Задание 1
Выпишите из записей без единого изменения строки от той, что содержит «the blue sky», до конца записей, включая обе границы.

── Приведённый фрагмент ──

Театр - общественная кафедра
В творческой биографии Олега Басилашвили начался новый этап: в Большой драматический театр им. Товстоногова, где он работает уже более полувека, недавно пришел новый художественный руководитель – известный режиссер «новой волны» Андрей Могучий.
– Последние годы вы много работали в Москве, столичный зритель видел вас в антрепризных постановках. Это была своего рода творческая эмиграция, связанная с тем, что ваш родной БДТ находился не в лучшей форме?
– Я не называю это творческой эмиграцией. Моя работа в антрепризе никак не связана с тем, что я делал и делаю в БДТ.
– Вы свой приход в БДТ хорошо помните?

───
── Предоставленные записи ──

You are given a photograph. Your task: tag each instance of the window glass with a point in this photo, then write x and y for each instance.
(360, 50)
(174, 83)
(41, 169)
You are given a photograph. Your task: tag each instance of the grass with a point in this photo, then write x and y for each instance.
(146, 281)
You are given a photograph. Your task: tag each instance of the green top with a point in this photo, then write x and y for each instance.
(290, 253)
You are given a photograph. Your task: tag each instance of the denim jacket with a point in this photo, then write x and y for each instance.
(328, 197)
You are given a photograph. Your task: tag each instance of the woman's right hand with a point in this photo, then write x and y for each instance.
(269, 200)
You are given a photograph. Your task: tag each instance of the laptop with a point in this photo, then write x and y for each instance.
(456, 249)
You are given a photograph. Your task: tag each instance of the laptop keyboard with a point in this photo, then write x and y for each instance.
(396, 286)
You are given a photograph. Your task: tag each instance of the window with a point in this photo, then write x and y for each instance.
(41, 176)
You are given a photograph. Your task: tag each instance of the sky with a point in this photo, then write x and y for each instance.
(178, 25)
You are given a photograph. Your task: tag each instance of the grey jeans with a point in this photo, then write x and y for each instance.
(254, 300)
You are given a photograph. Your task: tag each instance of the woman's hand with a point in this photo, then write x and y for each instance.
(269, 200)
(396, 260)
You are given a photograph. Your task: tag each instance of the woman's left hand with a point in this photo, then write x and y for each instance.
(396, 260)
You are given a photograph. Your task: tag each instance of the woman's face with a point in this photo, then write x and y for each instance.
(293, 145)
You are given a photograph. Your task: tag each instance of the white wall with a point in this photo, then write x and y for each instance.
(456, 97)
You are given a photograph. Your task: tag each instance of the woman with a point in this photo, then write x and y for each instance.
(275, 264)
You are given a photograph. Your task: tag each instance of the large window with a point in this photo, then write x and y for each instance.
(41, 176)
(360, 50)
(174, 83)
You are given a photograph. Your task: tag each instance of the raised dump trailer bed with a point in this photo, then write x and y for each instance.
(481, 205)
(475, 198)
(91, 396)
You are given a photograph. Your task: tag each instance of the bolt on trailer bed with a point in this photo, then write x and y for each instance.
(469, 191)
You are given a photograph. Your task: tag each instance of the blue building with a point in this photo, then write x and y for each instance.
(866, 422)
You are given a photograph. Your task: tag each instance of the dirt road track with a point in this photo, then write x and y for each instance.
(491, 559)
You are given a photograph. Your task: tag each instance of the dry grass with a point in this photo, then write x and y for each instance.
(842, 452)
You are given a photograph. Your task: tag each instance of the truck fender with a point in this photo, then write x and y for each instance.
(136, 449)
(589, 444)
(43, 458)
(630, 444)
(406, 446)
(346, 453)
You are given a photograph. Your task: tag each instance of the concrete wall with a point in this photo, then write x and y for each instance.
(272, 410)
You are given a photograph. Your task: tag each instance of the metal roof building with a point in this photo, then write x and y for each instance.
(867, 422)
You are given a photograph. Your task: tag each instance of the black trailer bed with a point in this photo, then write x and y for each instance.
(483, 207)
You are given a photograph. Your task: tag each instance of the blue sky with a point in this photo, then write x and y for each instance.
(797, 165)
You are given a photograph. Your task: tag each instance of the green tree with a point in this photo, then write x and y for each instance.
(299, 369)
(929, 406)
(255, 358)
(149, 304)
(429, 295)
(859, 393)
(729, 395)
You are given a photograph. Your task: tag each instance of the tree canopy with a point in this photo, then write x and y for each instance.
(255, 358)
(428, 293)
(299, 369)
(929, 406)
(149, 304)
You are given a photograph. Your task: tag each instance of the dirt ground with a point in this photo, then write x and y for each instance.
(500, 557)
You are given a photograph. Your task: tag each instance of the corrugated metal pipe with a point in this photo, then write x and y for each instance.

───

Задание 2
Продолжите интервью с Олегом Басилашвили о БДТ, начав сразу после последней реплики фрагмента.

Ожидаемый ответ 1
You are given a photograph. Your task: tag each instance of the blue sky with a point in this photo, then write x and y for each instance.
(797, 165)
You are given a photograph. Your task: tag each instance of the green tree with a point in this photo, then write x and y for each instance.
(299, 369)
(929, 406)
(255, 358)
(149, 304)
(429, 295)
(859, 393)
(729, 395)
You are given a photograph. Your task: tag each instance of the tree canopy with a point in this photo, then write x and y for each instance.
(255, 358)
(428, 293)
(299, 369)
(929, 406)
(149, 304)
You are given a photograph. Your task: tag each instance of the dirt ground with a point in this photo, then write x and y for each instance.
(500, 557)
You are given a photograph. Your task: tag each instance of the corrugated metal pipe with a point in this photo, then write x and y for each instance.

Ожидаемый ответ 2
– Конечно. Это было в 1959 году. Я до этого три года проработал в Ленинградском театре Ленинского комсомола. Сыграл там несколько ролей, в том числе Обломова. В «Ленкоме» была прекрасная атмосфера. И отношения между артистами были хорошие, добрые. Никто никому не завидовал, все друг другу помогали, жили беспечно, весело… А когда по приглашению Георгия Александровича Товстоногова я перешел в БДТ, для меня настали трудные времена. Требования Товстоногова были очень жесткие, на десять порядков жестче, чем в студии Художественного театра, где я учился, и чем в театре Ленинского комсомола. Если ты эти требования не выполнишь – тебе хана. И приходилось себя не то чтобы ломать, но перестраиваться на другое отношение к театру. Это было очень тяжело. У меня даже был момент, когда я хотел уйти из БДТ и уехать обратно в Москву. Но меня удерживало понимание, что такой театр, с таким режиссером так просто не покидают. Мне Товстоногов однажды сказал: «Олег, я чувствую, что вы хотите уйти из театра. Прошу вас не делать этого, вы мне очень нужны».
– Ролей в БДТ у вас тогда еще не было?
– Были, но маленькие. Ну что можно сыграть в роли Степана Лукина в «Варварах» (это была моя первая роль в БДТ), когда рядом такие крупные трагические персонажи, как Надежда Монахова, Черкун? У меня всякие были роли. Но серьезного успеха я не имел. Прорыв произошел на спектакле по пьесе Эдварда Радзинского «Еще раз про любовь». Я там играл роль Феликса, тоже небольшую, но трагикомическую. Феликс – человек, который свою внутреннюю растерянность, ощущение неуместности себя в этой жизни прикрывает шутками, прибаутками, натужным остроумием…
– Это был первый ваш успех на сцене БДТ?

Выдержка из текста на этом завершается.